AIM OF THE EXERCISE: Retype, without any change, the line that contains "grille, one per animal or object that matches." and every line that follows it to the end of the entries, and nothing else.

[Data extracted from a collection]
::::

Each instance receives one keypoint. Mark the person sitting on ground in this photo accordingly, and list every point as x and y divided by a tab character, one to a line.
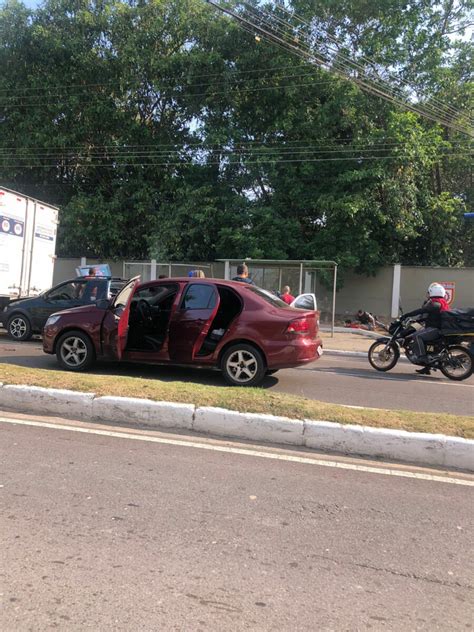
353	325
243	274
366	318
431	311
286	296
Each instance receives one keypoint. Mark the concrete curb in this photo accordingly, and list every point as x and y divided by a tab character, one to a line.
398	445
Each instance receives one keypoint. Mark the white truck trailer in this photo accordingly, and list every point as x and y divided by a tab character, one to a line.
28	231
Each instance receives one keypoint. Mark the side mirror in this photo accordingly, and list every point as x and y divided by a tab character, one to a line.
102	303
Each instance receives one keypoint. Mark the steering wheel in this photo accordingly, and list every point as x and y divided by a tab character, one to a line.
144	311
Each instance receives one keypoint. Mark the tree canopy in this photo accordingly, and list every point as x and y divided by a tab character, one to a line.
163	129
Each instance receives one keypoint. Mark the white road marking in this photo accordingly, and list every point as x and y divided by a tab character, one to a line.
243	451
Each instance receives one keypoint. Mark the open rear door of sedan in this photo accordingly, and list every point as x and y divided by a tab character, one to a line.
190	323
115	323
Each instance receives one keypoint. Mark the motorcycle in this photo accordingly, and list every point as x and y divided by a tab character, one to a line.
446	353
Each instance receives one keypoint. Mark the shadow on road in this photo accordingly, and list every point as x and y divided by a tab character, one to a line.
371	374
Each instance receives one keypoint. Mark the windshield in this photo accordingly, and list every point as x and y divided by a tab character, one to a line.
122	297
267	296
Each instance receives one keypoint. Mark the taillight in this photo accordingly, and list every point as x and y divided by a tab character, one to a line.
298	326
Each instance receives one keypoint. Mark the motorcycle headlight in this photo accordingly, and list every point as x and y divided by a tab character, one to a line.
52	319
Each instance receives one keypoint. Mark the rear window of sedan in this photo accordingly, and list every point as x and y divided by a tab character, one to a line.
267	296
199	296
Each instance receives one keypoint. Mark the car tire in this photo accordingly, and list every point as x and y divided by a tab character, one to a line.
75	351
243	365
19	328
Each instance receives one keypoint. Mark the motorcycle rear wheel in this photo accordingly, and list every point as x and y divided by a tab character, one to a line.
460	366
383	357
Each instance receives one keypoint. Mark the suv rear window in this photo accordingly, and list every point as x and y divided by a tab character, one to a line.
268	296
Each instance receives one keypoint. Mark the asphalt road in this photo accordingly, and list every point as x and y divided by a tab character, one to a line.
337	379
107	532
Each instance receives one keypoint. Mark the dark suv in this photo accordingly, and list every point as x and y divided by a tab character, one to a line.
24	317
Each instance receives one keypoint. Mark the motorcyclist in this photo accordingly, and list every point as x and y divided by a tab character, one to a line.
431	312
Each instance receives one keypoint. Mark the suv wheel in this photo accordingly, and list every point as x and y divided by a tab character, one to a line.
19	328
243	365
75	351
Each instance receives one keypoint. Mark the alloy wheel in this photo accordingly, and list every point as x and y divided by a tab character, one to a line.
242	365
73	351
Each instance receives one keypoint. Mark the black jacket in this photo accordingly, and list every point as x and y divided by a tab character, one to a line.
432	314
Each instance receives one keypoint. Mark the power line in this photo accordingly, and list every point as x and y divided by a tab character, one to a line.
346	65
121	84
338	67
205	145
264	151
368	61
140	98
224	163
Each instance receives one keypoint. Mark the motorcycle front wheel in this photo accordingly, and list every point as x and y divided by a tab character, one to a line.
383	356
458	365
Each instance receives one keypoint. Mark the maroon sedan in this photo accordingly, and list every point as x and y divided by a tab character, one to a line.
243	330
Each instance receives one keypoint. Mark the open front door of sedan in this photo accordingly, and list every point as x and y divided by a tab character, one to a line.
190	323
115	323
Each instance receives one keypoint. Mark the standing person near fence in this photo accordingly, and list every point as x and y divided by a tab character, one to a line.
243	274
286	296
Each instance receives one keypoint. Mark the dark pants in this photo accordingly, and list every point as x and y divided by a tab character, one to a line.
420	338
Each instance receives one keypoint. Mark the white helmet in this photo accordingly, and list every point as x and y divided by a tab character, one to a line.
436	290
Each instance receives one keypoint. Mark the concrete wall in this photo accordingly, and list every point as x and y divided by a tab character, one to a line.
373	294
415	281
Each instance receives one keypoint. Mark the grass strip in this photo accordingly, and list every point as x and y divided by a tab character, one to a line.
255	400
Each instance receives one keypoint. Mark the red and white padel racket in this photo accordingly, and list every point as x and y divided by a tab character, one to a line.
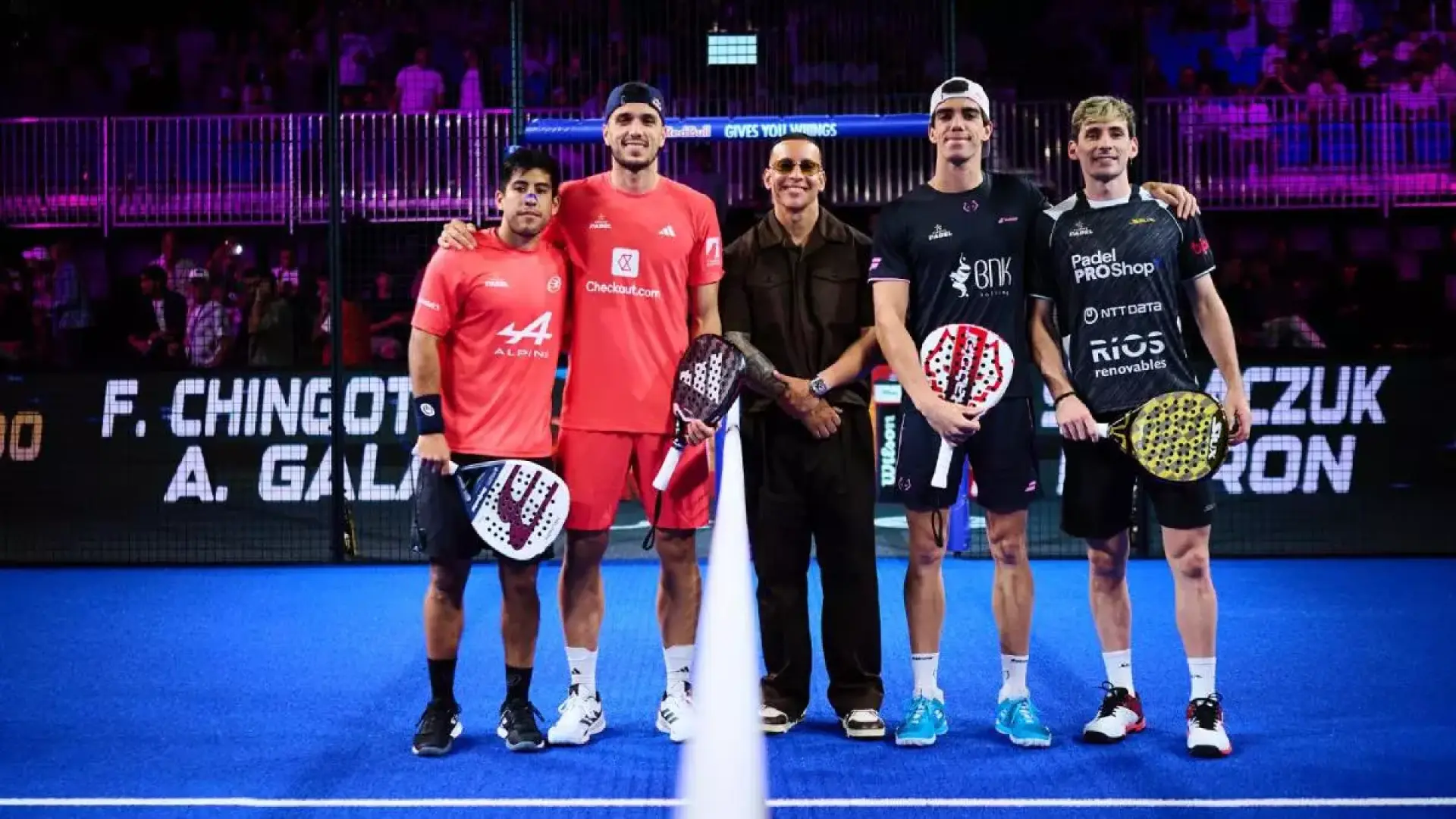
968	366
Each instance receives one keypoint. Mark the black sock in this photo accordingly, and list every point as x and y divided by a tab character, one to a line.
441	679
517	684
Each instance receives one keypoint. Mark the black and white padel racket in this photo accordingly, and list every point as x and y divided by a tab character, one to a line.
968	366
705	388
516	506
708	379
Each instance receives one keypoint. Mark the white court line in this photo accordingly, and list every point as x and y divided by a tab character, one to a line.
817	803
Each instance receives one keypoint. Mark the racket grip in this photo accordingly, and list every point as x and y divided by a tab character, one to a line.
669	464
943	465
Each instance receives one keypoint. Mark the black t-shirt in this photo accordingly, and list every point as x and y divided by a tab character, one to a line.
965	257
1112	270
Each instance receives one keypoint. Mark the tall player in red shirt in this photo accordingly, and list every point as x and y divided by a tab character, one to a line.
485	318
647	257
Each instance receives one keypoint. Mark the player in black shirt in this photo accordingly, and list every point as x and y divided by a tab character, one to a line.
952	253
1109	267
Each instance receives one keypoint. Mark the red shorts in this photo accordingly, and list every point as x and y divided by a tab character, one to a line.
595	466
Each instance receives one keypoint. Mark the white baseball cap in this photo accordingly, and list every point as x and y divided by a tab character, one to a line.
960	88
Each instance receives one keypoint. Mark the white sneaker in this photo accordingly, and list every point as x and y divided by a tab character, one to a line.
674	713
777	720
864	723
1206	735
1120	714
582	719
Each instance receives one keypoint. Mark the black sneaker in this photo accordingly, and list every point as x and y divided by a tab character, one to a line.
1206	733
519	726
437	729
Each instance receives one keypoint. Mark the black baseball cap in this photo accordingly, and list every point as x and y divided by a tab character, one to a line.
628	93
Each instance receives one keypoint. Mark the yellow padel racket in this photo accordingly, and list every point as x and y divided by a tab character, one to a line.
1178	436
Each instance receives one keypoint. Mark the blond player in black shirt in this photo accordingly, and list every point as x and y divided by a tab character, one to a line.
1106	279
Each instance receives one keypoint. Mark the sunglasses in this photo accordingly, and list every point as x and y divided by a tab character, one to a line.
807	167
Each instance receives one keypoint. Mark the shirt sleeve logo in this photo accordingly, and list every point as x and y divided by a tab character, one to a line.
625	262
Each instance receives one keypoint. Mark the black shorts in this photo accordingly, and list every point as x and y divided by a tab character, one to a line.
441	528
1002	453
1097	491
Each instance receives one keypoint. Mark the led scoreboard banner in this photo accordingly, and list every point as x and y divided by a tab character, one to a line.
1341	452
845	127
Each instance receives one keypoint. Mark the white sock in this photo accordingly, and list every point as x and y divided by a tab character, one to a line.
582	665
1014	676
1200	670
1120	670
679	661
925	668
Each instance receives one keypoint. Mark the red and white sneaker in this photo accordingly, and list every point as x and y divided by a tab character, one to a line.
1122	713
1206	735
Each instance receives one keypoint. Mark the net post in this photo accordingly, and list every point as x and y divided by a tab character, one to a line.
517	126
335	273
1139	539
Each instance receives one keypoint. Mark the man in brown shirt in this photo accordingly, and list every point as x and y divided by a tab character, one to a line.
795	299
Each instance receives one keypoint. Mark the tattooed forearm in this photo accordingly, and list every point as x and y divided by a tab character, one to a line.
761	369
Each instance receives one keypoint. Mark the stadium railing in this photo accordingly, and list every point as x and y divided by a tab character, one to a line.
1354	152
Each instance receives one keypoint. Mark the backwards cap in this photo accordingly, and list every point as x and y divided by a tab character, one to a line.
628	93
960	88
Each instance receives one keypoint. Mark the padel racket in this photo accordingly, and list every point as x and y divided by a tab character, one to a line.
516	506
1178	436
968	366
708	379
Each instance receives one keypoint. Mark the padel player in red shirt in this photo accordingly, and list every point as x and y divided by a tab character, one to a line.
482	366
647	257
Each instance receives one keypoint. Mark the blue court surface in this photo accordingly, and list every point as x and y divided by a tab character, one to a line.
293	692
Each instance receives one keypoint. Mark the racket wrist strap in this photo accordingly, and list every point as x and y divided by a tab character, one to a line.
428	416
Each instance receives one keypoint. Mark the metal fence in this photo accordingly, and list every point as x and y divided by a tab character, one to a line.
1365	152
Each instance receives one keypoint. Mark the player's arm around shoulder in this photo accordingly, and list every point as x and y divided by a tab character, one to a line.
865	299
1177	197
705	268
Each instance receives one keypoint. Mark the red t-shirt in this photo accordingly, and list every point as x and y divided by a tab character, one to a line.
634	259
500	312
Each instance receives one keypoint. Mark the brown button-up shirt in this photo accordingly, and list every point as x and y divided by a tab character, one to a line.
800	306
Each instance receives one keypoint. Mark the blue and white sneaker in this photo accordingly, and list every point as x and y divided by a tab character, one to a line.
1018	719
925	720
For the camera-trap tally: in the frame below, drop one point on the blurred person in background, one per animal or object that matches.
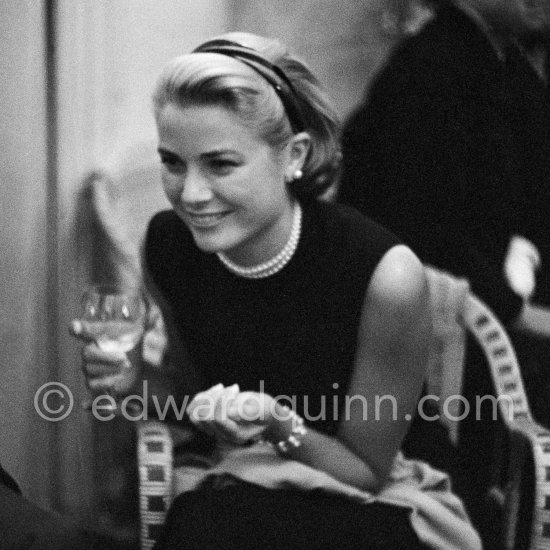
(450, 150)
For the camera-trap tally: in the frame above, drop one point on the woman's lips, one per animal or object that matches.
(204, 219)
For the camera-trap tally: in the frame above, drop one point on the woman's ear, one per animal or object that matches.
(298, 148)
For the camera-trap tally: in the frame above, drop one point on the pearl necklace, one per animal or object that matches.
(275, 264)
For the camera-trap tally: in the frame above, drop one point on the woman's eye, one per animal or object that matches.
(222, 166)
(172, 163)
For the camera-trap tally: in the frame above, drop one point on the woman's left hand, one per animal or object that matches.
(231, 415)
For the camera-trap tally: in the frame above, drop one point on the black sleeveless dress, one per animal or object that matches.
(292, 335)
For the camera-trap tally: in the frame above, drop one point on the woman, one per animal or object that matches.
(279, 298)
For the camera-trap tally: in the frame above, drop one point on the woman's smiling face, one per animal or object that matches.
(225, 182)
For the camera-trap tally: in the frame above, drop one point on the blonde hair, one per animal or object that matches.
(207, 78)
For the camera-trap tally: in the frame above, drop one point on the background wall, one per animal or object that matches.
(24, 359)
(75, 96)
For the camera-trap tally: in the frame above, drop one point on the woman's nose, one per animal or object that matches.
(195, 189)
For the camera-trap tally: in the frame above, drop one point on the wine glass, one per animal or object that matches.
(115, 318)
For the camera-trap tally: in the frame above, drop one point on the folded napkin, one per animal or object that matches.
(437, 515)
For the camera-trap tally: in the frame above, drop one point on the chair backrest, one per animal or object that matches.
(525, 494)
(513, 448)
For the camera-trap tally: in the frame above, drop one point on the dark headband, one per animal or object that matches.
(270, 72)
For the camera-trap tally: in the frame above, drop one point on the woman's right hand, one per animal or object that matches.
(111, 372)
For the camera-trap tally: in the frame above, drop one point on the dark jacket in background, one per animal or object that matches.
(451, 152)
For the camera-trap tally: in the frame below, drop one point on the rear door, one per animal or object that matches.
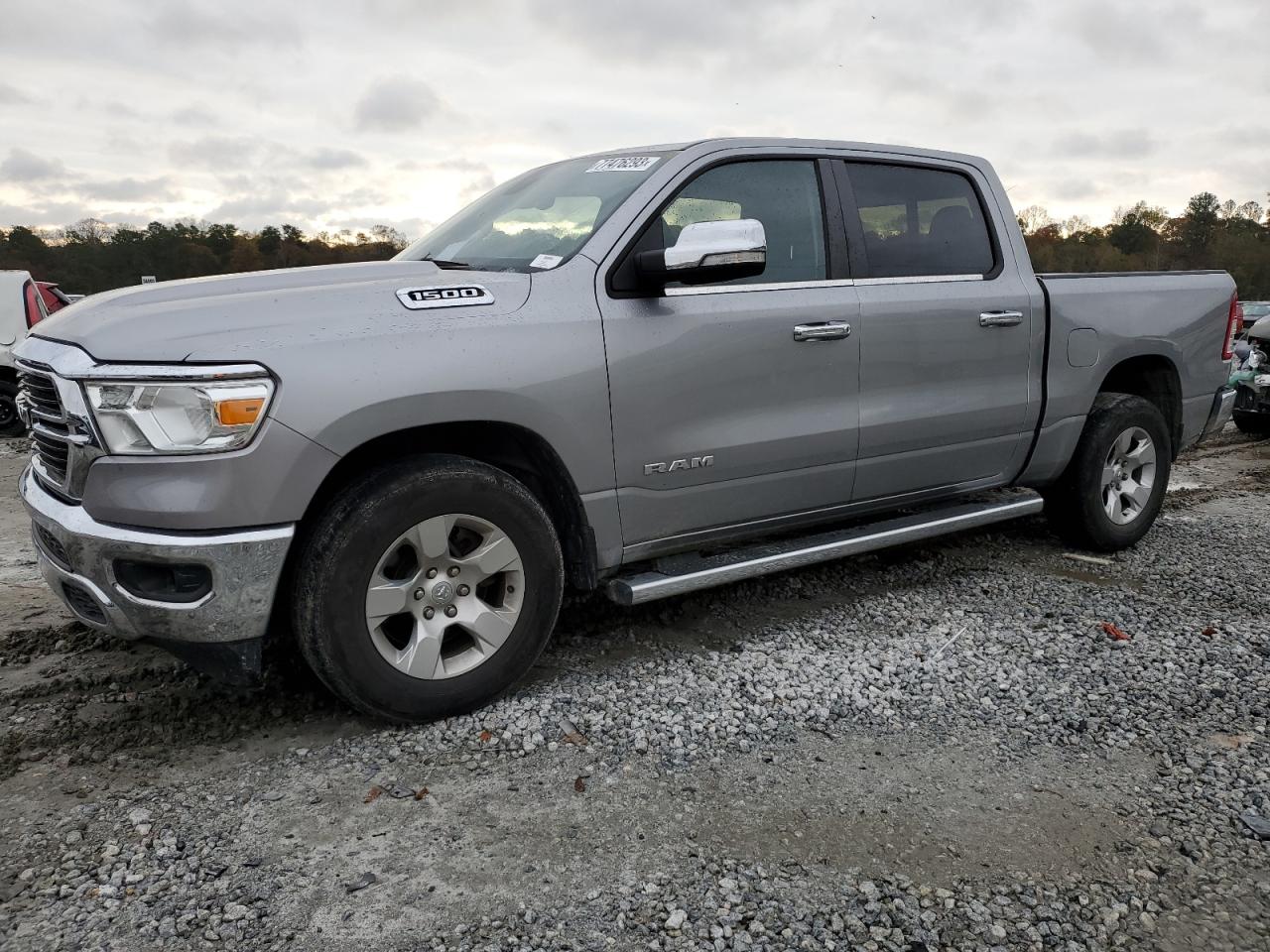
(945, 330)
(721, 414)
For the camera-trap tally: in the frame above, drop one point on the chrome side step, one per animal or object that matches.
(691, 572)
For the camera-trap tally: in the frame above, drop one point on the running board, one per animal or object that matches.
(691, 572)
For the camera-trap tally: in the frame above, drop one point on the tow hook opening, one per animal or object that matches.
(163, 581)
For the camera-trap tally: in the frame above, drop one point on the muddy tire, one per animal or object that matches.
(10, 425)
(1254, 424)
(427, 588)
(1111, 490)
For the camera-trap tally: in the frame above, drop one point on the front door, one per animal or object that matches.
(720, 414)
(945, 331)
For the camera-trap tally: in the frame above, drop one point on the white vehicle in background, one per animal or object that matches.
(21, 308)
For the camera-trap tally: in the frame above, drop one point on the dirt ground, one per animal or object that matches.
(87, 720)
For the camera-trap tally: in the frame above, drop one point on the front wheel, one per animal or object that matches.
(1114, 485)
(10, 424)
(427, 588)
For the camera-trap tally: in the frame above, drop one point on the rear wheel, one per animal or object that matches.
(427, 588)
(1114, 486)
(10, 425)
(1252, 422)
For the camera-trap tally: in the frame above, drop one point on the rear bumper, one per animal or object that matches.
(1223, 405)
(77, 557)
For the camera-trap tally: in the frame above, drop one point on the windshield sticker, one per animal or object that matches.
(626, 163)
(448, 296)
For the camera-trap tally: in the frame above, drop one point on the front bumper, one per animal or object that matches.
(1223, 407)
(77, 556)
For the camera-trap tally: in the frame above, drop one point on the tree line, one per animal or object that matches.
(1143, 238)
(91, 257)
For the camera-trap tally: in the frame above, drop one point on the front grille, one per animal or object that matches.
(54, 454)
(82, 603)
(41, 394)
(50, 430)
(54, 548)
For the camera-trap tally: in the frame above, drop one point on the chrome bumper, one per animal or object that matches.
(76, 556)
(1223, 407)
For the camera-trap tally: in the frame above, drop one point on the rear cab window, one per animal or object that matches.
(920, 222)
(781, 193)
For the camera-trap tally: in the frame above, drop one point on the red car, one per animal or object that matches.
(54, 298)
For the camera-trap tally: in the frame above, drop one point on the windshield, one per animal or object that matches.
(538, 220)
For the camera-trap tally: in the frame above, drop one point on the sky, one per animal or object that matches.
(343, 114)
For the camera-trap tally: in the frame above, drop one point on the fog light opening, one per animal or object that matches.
(163, 581)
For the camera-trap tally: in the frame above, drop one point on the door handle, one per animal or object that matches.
(1001, 318)
(829, 330)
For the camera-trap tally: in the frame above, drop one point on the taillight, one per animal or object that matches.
(1232, 329)
(31, 301)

::::

ANSWER AREA:
For the camera-trap tally: in the frame above, drop one point on the front grille, one per animal or object that matches.
(54, 454)
(82, 603)
(41, 394)
(50, 430)
(54, 548)
For the camera-trap tally: in the frame above, drop one point on the chrome bumper, one per animal or object that matches.
(76, 556)
(1223, 407)
For the camera-trap tally: in the frame above, drop one point on the rear cab window, one per animal or object that matches.
(920, 222)
(781, 193)
For the camera-trap tally: in the frame above, drop one point on the red car, one per animal or object that matches.
(54, 298)
For the camera-trap tally: in the frame above, drop one point on the windshield, one per animal or object that matches.
(538, 220)
For the camera-trap tally: in the frame above, drop one point on the sky, one per animal or object that matches.
(343, 114)
For the camera-trap tally: in the frame above, drop one point on the fog light opening, one per animal or object that matches.
(163, 581)
For the camera-trap tally: in the frame above, drop one point on the door handle, one per animal or object that matches.
(1001, 318)
(829, 330)
For the camera-trap tally: in the frame above, drop one point on the taillight, one per animal or object that matches.
(1232, 329)
(31, 301)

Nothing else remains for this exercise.